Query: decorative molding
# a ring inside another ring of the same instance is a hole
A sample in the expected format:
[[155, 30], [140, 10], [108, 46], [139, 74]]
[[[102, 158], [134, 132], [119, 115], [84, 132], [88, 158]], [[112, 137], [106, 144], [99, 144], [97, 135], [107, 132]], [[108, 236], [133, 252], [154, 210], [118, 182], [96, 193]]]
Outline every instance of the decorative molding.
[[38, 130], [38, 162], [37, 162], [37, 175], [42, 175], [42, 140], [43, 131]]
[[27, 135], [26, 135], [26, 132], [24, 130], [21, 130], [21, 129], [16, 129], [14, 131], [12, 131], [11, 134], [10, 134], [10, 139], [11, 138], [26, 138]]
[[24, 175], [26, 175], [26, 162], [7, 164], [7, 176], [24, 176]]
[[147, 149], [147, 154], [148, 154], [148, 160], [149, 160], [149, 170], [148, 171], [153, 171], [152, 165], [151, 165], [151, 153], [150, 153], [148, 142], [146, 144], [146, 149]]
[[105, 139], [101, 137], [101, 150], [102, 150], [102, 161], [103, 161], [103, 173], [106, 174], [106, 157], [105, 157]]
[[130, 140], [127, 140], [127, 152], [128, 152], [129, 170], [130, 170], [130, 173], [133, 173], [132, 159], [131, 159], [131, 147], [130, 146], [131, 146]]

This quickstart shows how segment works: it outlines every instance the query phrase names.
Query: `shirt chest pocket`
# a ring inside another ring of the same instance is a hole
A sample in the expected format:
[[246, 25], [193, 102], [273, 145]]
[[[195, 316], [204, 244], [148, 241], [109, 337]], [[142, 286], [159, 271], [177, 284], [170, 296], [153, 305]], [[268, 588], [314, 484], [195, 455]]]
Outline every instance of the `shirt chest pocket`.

* * * * * * *

All of the lines above must be returned exactly.

◆ **Exercise answer**
Query: decorative molding
# a ring inside another ring of the same instance is a hole
A sample in the expected format:
[[155, 30], [140, 10], [108, 46], [139, 74]]
[[[102, 158], [134, 132], [119, 115], [84, 132], [88, 158]], [[112, 137], [106, 144], [99, 144], [97, 135], [107, 132]], [[108, 236], [133, 252], [154, 210], [118, 182], [96, 193]]]
Outline every instance of the decorative molding.
[[38, 130], [38, 162], [37, 162], [37, 175], [42, 175], [42, 140], [43, 131]]
[[27, 135], [26, 135], [26, 132], [24, 130], [21, 130], [21, 129], [16, 129], [14, 131], [12, 131], [11, 134], [10, 134], [10, 139], [11, 138], [26, 138]]
[[24, 175], [26, 175], [26, 162], [7, 164], [7, 176], [24, 176]]
[[147, 149], [147, 154], [148, 154], [148, 160], [149, 160], [149, 170], [148, 171], [153, 171], [152, 165], [151, 165], [151, 153], [150, 153], [148, 142], [146, 144], [146, 149]]
[[105, 139], [101, 137], [101, 150], [102, 150], [102, 161], [103, 161], [103, 173], [106, 174], [106, 157], [105, 157]]
[[130, 140], [127, 140], [127, 152], [128, 152], [129, 170], [130, 170], [130, 173], [133, 173], [132, 159], [131, 159], [131, 147], [130, 146], [131, 146]]

This quickstart shows how segment works: it outlines every instance the query phrase names.
Query: `shirt chest pocket`
# a ring inside another ring of the same instance is a hole
A sample in the expected format:
[[246, 25], [193, 102], [273, 145]]
[[[195, 316], [204, 244], [148, 241], [109, 337]], [[142, 286], [159, 271], [177, 284], [170, 296], [153, 305]], [[268, 588], [314, 484], [195, 455]]]
Outline every instance of the `shirt chest pocket`.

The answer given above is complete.